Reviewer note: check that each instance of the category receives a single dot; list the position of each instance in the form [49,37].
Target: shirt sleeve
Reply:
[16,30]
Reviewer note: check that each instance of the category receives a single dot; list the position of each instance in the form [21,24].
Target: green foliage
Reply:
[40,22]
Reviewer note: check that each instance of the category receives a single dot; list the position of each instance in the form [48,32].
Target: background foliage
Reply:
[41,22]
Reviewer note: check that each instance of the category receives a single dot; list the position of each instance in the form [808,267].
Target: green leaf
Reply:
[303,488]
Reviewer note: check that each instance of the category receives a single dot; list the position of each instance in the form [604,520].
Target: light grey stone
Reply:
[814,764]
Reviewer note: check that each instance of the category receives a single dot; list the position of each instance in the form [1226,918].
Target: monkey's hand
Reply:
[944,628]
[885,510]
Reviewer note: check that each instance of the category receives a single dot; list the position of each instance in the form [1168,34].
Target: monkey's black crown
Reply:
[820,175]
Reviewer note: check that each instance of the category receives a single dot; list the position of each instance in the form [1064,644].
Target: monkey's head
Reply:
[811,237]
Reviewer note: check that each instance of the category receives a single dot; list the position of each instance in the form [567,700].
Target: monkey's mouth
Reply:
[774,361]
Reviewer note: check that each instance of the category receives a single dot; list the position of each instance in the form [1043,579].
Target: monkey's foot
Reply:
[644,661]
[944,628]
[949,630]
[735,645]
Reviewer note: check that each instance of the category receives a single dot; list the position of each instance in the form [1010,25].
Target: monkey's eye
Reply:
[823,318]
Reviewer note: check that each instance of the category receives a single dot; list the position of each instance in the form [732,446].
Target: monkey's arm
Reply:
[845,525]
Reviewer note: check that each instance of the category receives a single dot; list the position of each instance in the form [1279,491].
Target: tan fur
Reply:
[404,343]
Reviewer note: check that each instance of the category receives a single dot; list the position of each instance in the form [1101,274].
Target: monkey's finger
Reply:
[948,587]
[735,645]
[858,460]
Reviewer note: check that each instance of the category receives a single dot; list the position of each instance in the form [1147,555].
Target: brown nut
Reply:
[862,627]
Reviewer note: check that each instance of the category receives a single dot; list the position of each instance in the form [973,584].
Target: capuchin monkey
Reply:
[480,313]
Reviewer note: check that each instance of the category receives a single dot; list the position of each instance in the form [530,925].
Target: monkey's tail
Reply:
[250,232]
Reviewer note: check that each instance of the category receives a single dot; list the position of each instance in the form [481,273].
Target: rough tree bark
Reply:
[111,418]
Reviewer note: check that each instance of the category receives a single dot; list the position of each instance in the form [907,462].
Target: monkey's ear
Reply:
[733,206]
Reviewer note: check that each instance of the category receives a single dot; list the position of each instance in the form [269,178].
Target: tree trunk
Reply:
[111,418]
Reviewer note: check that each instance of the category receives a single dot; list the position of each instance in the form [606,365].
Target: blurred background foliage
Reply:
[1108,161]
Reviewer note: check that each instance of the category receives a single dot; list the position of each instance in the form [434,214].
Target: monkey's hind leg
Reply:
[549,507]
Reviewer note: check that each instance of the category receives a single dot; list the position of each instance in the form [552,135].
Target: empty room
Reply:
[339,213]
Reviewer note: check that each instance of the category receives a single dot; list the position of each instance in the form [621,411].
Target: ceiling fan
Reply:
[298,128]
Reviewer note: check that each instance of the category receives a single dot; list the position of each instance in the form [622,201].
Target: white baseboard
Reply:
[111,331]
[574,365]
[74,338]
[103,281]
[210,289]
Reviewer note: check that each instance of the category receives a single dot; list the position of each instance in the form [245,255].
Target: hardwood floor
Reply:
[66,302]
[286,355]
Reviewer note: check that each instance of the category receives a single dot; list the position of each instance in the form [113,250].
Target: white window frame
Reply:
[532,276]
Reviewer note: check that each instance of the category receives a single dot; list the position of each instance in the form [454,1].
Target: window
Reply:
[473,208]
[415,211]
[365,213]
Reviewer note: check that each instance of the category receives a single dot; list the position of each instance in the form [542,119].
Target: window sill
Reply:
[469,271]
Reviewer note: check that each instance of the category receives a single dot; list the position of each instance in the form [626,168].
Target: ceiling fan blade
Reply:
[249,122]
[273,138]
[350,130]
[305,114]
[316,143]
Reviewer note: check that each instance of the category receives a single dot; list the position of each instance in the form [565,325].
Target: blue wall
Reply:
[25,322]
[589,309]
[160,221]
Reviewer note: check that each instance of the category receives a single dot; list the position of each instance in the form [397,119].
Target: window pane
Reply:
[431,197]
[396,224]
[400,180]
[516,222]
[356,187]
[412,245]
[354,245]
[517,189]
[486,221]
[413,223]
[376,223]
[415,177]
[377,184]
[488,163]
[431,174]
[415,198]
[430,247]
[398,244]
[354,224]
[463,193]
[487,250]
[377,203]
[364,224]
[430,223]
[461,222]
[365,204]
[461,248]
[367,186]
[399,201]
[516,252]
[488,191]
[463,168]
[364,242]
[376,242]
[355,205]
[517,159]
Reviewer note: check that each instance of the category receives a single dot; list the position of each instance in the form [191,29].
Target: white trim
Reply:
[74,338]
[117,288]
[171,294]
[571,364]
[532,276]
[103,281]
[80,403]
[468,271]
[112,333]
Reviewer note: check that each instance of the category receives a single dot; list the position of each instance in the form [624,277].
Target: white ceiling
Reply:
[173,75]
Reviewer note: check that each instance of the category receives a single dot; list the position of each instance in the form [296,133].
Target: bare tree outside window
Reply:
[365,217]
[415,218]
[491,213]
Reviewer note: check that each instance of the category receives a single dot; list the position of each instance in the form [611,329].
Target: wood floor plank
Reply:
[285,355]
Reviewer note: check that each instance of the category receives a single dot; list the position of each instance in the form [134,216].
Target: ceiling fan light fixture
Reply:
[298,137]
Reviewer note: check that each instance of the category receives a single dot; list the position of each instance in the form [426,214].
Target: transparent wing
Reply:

## [DIRECTIONS]
Reproduce each entry word for word.

## [EXERCISE RESULT]
Reviewer note: check that each instance of the category receives a single dot; list the position of each instance in the form [49,37].
Target: shirt sleeve
Reply:
[16,30]
Reviewer note: check that each instance of the category receives a single dot; list the position of each instance in the form [21,24].
Target: green foliage
Reply:
[40,22]
Reviewer note: check that each instance of the category receives a single dot; list the position of each instance in the form [48,32].
Target: background foliage
Reply:
[41,22]
Reviewer note: check that each instance of the category receives a single dot; list the position of each instance in the form [808,267].
Target: green leaf
Reply:
[303,488]
Reviewer note: check that each instance of the category receives a single dot; list the position of each instance in the form [604,520].
Target: light grey stone
Reply:
[814,764]
Reviewer note: check that each instance of the category receives a single dot; list the position of each instance in the form [1226,918].
Target: monkey's hand
Reply:
[944,628]
[885,510]
Reviewer note: check that each instance of the category receives a single dot; list the position of each instance in the form [1168,34].
Target: monkey's black crown
Reply:
[820,175]
Reviewer note: check that each instance of the category receives a single dot; list the position of each instance in the form [1064,644].
Target: monkey's head
Reply:
[811,237]
Reviewer note: check that each instance of the category receives a single dot; list the position of each instance in the form [567,700].
Target: monkey's mouth
Reply:
[774,361]
Reviewer note: check that each instance of the category receives a single dot; list the position of each instance in the form [1043,579].
Target: monkey's foot
Reply:
[644,661]
[944,628]
[949,630]
[735,645]
Reviewer note: check that each instance of the category receives a single dot; list the position of each instance in the form [1010,25].
Target: monkey's eye
Reply:
[823,318]
Reviewer note: check that each instance of the category receives a single dot; list the position of each instance in the form [732,446].
Target: monkey's arm
Reply:
[845,525]
Reviewer note: check that each instance of the category receives a single dot; list the position of each instance in the form [1279,491].
Target: tan fur
Reply:
[404,343]
Reviewer note: check that each instance of the category receives a single dot; list the position of each instance in the form [1101,274].
Target: monkey's finger
Reply:
[948,587]
[735,645]
[858,460]
Reviewer note: check that each instance of the category receives a single dot; list the position of each instance in the form [1147,555].
Target: brown nut
Reply:
[862,627]
Reviewer note: check that each instance of the category receives a single dot; list the position of each instance in the form [973,584].
Target: capuchin monkey
Reply:
[480,313]
Reviewer note: check that each instance of the category receives a single dot; list the position of each instance in the form [530,925].
Target: monkey's tail
Reply:
[250,232]
Reviewer note: check that each instance of the category receives a single dot; list the position of each instance in the form [481,273].
Target: rough tree bark
Reply:
[111,418]
Reviewer note: check that each instance of the category receives a single dot; list the position of each instance in the form [907,462].
Target: monkey's ear
Reply:
[733,206]
Reviewer note: check that each instance of the category receives a single dot; list the position of each instance in the form [269,178].
Target: tree trunk
Reply:
[111,418]
Reviewer note: check that each instance of the category receives a single dot; list the position of each instance in the form [606,365].
Target: blurred background foliage
Reply:
[1108,161]
Reviewer note: check that each instance of the category receives a single dot; list the position of each instance in the form [434,214].
Target: monkey's hind leg
Reply:
[549,507]
Reviewer note: check that each instance of the category receives a single dot; list the position of each instance in the form [552,135].
Target: empty room
Reply:
[339,213]
Reviewer note: check that each instance of the category receives a single dot; list the position of each instance in the form [621,411].
Target: ceiling fan
Reply:
[298,128]
Reviewer note: check that each instance of the category receives a single dot; list the position of each instance in the form [622,201].
Target: white baseboard
Reply:
[111,331]
[574,365]
[74,338]
[103,281]
[210,289]
Reviewer note: check that each instance of the category receives a single dot; list the position of each instance in the form [245,255].
Target: hardwood floor
Reply:
[66,302]
[286,355]
Reviewer note: check that each instance of the category receives a single dot; list the position of each instance in the form [113,250].
Target: white window frame
Reply:
[532,276]
Reviewer note: check that each instance of the category receives a single dot; list the position of each instance in the form [454,1].
Target: window
Reply:
[473,208]
[415,211]
[365,213]
Reviewer note: check that each instance of the category receives a single dot; list the position of each instance in the form [542,119].
Target: window sill
Reply:
[469,271]
Reviewer note: check that each instance of the category receives a single dot; list the position of each instance in the form [626,168].
Target: ceiling fan blade
Reply:
[249,122]
[273,138]
[350,130]
[305,114]
[316,143]
Reviewer note: check that each instance of the category receives a single dot; list the position of each instance in the form [565,325].
Target: blue wall
Reply:
[25,322]
[589,309]
[160,221]
Reviewer note: check that each instance of the category receives a single dot; list the position of each instance in the form [397,119].
Target: window pane
Reply:
[431,197]
[396,224]
[400,180]
[516,222]
[356,187]
[412,245]
[354,245]
[517,189]
[486,221]
[413,223]
[376,223]
[415,177]
[377,184]
[488,163]
[431,174]
[415,198]
[430,247]
[398,244]
[354,224]
[463,193]
[487,250]
[377,203]
[364,224]
[430,223]
[461,222]
[365,204]
[461,248]
[367,186]
[399,201]
[516,252]
[488,191]
[463,168]
[364,242]
[376,242]
[355,205]
[517,159]
Reviewer note: check that each instance of the category receives a single dot; list the position of each instance in the form [191,29].
Target: white trim
Reply:
[74,338]
[117,288]
[171,294]
[571,364]
[532,276]
[103,281]
[80,403]
[468,271]
[112,333]
Reviewer note: check that each instance of the category receives a single dot; list the position of each instance in the form [624,277].
Target: white ceiling
Reply:
[173,75]
Reviewer note: check that each instance of the category receives a single dot; list the position of each instance in the form [296,133].
Target: bare tree outside window
Reply:
[365,217]
[415,218]
[491,213]
Reviewer note: check that each instance of the category receives a single dot; list the position of each instance in the form [611,329].
Target: wood floor plank
Reply:
[285,355]
Reviewer note: check that each instance of the category receives a single dot; list the position of each instance in the form [134,216].
Target: ceiling fan light fixture
Reply:
[298,137]
Reviewer note: check that each instance of the category receives a single dot; list the position of each instance in the form [426,214].
Target: transparent wing
Reply:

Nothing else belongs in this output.